* _Prompt a_:
From the listing below, keep only the lines that contain the string "herd", and copy each of them out. Case counts.
* START Passage shown *
Monument Peak is a mountain peak located southeast of Fremont and northeast of Milpitas in the East Bay region of the San Francisco Bay Area in California.

Geography
The mountain is part of a ridge in the Diablo Range that includes Mount Allison and Mission Peak and forms part of the border between Alameda County and Santa Clara County.

The summit of Monument Peak lies just within the southern boundary of Mission Peak Regional Preserve in Alameda County and can be reached from the south via trails originating in Ed R. Levin County Park or from the north via the Bay Area Ridge Trail.

Antenna
Built on July 1, 1988, an antenna on Monument Peak broadcasts channels 36 (KICU) and 54 (PBS, KQEH) until January 17, 2018. It is a free-standing structure  above ground level.
In the image above, the Monument Peak antenna is the tallest one seen (far right). The peak is the point directly right of the antenna. The antenna to the far left is on Mount Allison.
* END Passage shown *
* START Source data *
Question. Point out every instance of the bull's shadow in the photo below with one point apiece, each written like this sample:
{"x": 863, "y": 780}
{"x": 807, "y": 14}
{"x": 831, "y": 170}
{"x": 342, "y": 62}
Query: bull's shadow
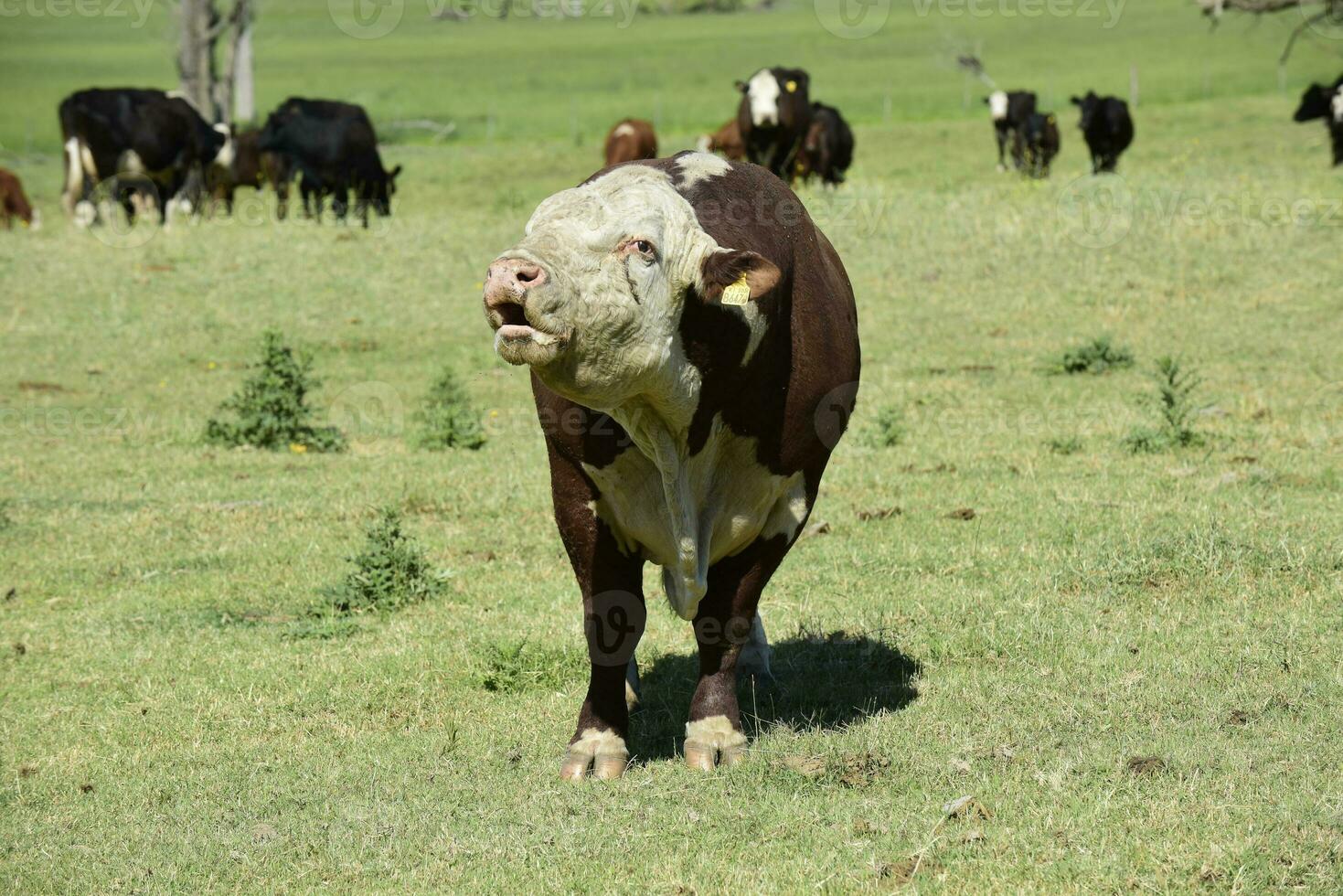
* END Source data *
* START Source data *
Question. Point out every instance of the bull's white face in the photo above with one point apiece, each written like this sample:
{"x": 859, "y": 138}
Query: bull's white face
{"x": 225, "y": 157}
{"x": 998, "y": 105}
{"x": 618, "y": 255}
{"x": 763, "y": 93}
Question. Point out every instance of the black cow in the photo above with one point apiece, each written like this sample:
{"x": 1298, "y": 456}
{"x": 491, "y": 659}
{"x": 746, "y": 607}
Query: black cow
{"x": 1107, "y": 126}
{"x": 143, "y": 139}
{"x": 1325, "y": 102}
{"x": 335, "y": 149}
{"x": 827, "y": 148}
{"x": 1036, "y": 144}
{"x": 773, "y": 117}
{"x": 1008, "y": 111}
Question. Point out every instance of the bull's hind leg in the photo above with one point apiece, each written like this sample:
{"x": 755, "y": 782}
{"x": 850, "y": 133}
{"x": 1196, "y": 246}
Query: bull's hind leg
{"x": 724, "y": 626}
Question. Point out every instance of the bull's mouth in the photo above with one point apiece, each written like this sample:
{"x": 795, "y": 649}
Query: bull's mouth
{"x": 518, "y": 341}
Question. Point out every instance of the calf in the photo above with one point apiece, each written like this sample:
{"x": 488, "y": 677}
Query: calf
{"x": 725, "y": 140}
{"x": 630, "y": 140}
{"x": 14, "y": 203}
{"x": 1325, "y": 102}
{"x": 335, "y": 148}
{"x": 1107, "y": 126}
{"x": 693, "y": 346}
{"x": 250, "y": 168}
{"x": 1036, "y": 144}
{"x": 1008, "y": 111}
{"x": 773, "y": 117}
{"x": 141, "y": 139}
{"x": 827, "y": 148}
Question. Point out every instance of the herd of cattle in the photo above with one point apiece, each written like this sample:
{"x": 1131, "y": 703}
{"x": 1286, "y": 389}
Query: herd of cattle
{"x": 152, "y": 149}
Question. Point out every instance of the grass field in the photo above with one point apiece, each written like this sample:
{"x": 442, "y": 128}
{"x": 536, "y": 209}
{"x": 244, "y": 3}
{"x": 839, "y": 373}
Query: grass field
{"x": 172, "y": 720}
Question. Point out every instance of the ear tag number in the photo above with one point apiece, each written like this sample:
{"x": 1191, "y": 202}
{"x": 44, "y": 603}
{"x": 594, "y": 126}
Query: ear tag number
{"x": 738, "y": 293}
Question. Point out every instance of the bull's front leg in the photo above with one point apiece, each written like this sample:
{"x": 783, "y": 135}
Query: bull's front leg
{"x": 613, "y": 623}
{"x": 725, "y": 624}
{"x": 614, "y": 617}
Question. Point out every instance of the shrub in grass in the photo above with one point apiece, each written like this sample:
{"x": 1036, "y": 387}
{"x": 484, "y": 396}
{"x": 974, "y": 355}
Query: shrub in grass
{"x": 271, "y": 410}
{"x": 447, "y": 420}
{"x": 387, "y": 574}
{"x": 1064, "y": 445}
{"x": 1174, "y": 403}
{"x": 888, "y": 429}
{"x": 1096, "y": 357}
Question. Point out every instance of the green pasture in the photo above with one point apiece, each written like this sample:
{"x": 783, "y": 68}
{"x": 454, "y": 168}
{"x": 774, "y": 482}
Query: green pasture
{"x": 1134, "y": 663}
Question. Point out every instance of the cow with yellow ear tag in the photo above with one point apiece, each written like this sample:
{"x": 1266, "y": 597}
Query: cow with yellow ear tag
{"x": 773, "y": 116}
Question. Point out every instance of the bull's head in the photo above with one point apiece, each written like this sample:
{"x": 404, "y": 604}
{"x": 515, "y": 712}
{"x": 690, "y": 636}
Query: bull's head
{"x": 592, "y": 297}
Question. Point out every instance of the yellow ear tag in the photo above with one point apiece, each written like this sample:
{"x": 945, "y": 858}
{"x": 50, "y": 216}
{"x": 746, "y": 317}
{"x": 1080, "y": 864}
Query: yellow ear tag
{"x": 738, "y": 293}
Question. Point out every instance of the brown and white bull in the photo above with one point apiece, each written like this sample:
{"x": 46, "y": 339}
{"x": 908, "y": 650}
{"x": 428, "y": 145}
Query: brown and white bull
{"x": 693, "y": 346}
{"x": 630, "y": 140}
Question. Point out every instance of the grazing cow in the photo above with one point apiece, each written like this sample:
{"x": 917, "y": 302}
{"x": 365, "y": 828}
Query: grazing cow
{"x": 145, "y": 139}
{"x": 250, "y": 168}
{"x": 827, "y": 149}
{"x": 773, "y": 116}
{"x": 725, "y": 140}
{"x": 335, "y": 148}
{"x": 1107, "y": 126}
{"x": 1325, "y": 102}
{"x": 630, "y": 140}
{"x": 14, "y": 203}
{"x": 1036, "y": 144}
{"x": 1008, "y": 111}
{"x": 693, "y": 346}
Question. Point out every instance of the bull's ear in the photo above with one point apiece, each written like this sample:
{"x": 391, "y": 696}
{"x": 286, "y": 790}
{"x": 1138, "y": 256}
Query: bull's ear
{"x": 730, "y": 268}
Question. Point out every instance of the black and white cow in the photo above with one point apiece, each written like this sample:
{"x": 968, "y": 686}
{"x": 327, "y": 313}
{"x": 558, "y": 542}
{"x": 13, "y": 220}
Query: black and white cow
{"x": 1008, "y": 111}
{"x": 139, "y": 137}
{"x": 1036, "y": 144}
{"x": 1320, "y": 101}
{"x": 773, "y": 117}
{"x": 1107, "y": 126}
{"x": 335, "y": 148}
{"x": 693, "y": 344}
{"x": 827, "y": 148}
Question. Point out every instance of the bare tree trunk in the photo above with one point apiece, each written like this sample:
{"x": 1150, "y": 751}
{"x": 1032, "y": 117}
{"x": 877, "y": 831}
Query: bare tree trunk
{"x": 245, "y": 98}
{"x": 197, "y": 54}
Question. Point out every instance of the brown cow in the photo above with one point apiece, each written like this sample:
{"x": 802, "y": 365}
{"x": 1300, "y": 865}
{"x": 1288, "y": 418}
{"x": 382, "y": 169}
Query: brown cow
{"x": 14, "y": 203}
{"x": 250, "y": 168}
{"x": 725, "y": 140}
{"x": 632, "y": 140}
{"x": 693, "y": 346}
* END Source data *
* _Prompt b_:
According to the passage on Monument Peak, the ridge that includes the mountain forms part of the border between which two counties?

* _Complete response a_:
Question. Point out every instance of the herd of cattle in the photo above with one point apiece, each written like this sample:
Query: herd of cattle

* _Complete response b_:
Alameda County and Santa Clara County.